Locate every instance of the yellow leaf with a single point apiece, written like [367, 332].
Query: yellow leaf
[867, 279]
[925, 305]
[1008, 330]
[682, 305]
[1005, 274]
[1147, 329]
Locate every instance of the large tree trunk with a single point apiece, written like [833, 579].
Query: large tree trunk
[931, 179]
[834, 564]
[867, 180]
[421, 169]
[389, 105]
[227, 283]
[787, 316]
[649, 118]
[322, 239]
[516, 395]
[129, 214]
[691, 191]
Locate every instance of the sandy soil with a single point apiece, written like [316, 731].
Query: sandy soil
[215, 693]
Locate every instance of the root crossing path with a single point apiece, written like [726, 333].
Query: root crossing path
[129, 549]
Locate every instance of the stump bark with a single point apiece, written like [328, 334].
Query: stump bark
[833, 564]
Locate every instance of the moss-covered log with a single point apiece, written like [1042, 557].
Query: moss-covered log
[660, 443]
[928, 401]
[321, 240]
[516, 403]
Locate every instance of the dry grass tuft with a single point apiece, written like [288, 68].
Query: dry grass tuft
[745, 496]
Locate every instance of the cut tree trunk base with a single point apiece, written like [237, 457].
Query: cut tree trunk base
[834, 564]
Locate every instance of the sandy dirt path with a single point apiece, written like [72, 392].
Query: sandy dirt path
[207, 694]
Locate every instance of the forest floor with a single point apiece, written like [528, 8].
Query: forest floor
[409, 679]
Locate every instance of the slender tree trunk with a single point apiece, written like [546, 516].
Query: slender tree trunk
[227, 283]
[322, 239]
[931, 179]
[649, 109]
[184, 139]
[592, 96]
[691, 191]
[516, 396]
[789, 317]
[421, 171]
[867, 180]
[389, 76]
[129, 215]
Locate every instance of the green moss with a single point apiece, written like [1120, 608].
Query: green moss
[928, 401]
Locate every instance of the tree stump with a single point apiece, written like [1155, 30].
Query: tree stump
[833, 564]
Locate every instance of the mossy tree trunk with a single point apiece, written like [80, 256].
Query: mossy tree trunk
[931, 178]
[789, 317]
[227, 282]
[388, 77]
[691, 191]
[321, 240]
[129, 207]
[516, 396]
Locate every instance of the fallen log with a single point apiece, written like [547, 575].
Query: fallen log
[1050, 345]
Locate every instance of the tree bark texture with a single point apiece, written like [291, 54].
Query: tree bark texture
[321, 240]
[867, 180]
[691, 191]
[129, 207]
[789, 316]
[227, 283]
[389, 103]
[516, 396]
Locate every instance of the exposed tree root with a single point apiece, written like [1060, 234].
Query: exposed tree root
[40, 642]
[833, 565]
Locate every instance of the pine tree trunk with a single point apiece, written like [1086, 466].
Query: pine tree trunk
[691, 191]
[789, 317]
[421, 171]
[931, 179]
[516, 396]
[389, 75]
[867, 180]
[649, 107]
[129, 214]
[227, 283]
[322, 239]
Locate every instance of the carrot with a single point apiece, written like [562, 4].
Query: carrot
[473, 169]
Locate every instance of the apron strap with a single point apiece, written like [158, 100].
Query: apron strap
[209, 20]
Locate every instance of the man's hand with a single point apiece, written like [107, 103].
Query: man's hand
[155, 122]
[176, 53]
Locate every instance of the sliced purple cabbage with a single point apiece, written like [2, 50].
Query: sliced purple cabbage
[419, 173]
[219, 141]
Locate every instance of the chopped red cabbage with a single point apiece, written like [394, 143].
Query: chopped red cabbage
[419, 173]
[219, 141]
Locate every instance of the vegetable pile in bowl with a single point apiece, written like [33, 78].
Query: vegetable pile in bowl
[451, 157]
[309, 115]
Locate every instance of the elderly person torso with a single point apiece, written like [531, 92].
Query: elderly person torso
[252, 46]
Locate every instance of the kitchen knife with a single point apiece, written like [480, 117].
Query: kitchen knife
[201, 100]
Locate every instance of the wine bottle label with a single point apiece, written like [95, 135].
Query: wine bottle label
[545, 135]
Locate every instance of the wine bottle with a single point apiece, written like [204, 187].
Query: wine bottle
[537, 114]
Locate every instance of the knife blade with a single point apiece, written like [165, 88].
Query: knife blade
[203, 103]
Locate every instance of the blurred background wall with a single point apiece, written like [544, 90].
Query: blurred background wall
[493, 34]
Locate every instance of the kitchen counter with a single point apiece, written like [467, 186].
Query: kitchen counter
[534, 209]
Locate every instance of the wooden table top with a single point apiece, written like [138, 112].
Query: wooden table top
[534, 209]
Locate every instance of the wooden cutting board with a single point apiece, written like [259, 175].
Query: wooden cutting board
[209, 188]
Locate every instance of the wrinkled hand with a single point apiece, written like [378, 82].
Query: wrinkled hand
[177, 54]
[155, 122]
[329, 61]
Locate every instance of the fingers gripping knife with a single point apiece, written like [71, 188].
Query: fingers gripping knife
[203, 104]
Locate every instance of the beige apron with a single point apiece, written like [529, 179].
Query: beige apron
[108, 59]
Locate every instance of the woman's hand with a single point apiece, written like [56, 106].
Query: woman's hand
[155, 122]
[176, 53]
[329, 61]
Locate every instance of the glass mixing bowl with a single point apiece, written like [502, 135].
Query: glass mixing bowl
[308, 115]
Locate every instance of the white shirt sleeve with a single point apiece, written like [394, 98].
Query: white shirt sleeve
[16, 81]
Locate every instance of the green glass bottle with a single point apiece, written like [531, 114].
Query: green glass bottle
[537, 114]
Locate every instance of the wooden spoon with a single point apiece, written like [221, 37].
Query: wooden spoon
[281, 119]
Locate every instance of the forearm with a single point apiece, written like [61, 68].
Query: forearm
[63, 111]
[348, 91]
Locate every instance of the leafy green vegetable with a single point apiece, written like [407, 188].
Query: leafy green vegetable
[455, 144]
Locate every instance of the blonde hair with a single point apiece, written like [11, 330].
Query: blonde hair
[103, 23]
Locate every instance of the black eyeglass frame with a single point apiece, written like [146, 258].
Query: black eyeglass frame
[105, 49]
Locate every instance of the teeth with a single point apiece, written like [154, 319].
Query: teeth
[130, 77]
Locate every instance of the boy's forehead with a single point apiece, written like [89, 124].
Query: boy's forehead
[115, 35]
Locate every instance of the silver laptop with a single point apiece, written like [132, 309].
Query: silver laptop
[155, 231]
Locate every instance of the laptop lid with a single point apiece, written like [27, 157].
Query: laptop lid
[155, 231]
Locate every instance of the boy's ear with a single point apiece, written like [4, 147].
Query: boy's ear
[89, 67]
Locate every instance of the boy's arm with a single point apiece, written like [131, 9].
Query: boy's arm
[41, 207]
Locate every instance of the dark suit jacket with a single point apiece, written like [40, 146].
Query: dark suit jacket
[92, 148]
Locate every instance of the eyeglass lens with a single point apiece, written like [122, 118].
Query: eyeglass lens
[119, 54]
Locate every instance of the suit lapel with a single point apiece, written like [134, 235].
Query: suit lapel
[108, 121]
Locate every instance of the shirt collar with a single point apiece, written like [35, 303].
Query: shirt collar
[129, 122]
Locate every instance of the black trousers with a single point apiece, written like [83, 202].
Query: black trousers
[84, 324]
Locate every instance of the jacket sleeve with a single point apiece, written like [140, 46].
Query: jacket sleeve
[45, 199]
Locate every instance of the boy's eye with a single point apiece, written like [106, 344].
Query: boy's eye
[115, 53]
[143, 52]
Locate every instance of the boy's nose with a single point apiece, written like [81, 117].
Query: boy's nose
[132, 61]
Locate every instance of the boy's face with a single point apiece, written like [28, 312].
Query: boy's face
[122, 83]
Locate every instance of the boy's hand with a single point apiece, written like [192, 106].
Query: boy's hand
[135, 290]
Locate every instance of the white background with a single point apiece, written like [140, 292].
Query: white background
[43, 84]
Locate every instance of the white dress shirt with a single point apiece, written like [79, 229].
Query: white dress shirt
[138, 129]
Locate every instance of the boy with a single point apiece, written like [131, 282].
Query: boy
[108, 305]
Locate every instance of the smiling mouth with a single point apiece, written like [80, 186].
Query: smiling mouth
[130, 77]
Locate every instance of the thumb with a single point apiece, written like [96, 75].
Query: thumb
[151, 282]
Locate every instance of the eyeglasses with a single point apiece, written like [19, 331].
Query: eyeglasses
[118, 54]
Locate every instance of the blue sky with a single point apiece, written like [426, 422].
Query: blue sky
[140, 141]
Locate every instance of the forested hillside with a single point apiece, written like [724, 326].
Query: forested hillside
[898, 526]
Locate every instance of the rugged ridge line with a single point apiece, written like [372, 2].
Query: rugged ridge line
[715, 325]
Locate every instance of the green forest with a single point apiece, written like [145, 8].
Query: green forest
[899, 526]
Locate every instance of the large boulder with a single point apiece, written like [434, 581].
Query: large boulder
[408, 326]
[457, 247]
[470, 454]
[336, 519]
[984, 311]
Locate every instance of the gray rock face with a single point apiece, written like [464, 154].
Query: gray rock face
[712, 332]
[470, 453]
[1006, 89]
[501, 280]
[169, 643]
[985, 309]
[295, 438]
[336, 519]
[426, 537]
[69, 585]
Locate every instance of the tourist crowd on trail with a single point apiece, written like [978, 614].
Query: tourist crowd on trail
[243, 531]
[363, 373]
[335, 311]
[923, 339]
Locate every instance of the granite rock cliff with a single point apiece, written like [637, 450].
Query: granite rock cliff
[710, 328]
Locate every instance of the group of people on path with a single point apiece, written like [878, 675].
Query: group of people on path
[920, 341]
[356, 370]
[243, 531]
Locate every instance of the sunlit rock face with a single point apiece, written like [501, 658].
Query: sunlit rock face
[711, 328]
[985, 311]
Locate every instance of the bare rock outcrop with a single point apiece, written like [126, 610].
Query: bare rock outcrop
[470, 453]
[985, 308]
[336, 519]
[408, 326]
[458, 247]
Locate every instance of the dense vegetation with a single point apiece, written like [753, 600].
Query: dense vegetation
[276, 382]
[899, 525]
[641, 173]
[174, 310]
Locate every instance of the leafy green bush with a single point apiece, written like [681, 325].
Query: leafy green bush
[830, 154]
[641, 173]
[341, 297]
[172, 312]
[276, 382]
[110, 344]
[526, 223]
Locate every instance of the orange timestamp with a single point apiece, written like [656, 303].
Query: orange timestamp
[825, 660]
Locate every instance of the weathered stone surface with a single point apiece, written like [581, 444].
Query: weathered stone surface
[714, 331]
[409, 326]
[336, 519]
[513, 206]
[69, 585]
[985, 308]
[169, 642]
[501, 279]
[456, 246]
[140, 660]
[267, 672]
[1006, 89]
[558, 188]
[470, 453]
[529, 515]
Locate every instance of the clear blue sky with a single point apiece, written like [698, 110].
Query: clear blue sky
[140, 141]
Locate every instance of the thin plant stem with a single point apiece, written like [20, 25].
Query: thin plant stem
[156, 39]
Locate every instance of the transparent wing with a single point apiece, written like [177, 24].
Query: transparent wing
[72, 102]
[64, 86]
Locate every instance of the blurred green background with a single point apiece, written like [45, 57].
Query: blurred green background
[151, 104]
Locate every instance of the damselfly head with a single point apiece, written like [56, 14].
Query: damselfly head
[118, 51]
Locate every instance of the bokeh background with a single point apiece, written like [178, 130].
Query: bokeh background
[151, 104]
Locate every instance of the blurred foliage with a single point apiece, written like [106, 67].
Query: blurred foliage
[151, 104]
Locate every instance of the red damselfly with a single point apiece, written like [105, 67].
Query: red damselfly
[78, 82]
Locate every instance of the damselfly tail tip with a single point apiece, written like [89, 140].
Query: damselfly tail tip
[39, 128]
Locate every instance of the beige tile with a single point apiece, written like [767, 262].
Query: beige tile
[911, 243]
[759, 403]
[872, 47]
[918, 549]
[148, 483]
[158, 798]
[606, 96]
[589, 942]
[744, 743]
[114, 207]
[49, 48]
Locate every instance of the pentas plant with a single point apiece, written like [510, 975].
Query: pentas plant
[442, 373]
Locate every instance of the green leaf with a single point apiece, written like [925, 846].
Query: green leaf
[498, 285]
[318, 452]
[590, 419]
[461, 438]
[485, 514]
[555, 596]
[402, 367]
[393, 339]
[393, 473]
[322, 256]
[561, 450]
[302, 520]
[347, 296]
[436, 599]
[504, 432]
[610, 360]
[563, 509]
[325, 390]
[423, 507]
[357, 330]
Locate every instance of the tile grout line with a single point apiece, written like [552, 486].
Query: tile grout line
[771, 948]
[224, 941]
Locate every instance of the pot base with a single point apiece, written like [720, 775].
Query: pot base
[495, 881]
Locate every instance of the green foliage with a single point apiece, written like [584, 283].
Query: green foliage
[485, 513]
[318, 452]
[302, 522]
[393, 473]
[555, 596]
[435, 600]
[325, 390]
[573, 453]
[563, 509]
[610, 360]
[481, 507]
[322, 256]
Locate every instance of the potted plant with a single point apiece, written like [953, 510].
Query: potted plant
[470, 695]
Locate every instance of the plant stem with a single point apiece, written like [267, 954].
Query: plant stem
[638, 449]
━━━━
# EXERCISE DESCRIPTION
Rewrite the records from the start through the line containing "[1147, 329]", including the requests, and shift every answer point coordinate up by 75. Leave the numbers in the requests and their sample formats as they are.

# ANSWER TO THE PROBLEM
Locate every instance of the yellow leaf with a single point apiece, written like [367, 332].
Query: yellow leaf
[942, 354]
[1000, 380]
[1083, 405]
[757, 380]
[1080, 349]
[1222, 404]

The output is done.